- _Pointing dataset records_
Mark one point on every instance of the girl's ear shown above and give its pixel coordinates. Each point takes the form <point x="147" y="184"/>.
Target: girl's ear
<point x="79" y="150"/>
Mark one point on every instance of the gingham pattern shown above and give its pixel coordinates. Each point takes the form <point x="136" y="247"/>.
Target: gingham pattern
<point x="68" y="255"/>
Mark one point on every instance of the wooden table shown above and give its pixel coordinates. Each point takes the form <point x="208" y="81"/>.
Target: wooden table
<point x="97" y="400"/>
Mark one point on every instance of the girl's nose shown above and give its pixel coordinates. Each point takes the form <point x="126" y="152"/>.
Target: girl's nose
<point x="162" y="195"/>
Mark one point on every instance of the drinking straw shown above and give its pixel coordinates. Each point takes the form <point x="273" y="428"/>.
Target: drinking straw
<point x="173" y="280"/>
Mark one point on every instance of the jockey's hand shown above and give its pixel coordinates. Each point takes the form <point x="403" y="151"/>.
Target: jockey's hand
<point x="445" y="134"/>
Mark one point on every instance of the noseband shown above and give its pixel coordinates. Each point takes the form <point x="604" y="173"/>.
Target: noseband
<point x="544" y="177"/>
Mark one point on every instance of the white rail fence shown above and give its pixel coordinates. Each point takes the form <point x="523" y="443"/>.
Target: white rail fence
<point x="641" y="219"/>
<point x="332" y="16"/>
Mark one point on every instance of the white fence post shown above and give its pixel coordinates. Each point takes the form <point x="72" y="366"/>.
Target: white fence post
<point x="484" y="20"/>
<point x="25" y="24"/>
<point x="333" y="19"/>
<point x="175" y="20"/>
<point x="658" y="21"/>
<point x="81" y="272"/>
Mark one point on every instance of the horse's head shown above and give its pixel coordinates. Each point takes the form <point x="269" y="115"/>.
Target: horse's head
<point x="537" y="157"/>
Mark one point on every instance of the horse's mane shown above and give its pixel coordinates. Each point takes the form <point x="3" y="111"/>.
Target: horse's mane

- _Set exercise_
All of the entries must be quoted exactly; please include each one.

- _Task answer_
Mark one point on every instance of the girl's ear shown above and give its pixel coordinates. Each point takes the form <point x="147" y="184"/>.
Target: girl's ear
<point x="79" y="150"/>
Mark one point on every instance of the gingham pattern shown above and give its pixel coordinates. Each point takes the form <point x="136" y="247"/>.
Target: gingham pattern
<point x="68" y="255"/>
Mark one point on every instance of the wooden table shown above and give its pixel coordinates. Each point takes the form <point x="208" y="81"/>.
Target: wooden table
<point x="97" y="400"/>
Mark one point on every instance of the girl's nose shown above and give its pixel coordinates. Each point takes the form <point x="126" y="152"/>.
Target: girl's nose
<point x="162" y="195"/>
Mark one point on every instance of the drinking straw shown above and give its pixel coordinates. Each point takes the form <point x="273" y="428"/>.
Target: drinking straw
<point x="173" y="280"/>
Mark one point on every instance of the jockey's hand shown above and give its pixel coordinates. Each point takes the form <point x="403" y="151"/>.
Target: jockey's hand
<point x="445" y="134"/>
Mark one point on every instance of the noseband shown above and give its pixel coordinates. Each point takes the form <point x="604" y="173"/>.
Target: noseband
<point x="544" y="177"/>
Mark one point on every instance of the white rail fence shown above and give its pixel coordinates. Each point takes the form <point x="523" y="443"/>.
Target: white rail fence
<point x="641" y="219"/>
<point x="332" y="16"/>
Mark one point on every instance of the white fence post shown above and give its pixel coordinates. Each point takes the form <point x="72" y="366"/>.
Target: white fence post
<point x="484" y="20"/>
<point x="25" y="24"/>
<point x="333" y="19"/>
<point x="175" y="20"/>
<point x="658" y="21"/>
<point x="81" y="272"/>
Mark one point on every instance of the horse's head shown above and give its pixel coordinates. Each point takes the form <point x="269" y="115"/>.
Target: horse's head
<point x="537" y="157"/>
Mark one point on every instance of the horse's mane shown above and give its pixel coordinates. Each point takes the form <point x="3" y="111"/>.
Target: horse's mane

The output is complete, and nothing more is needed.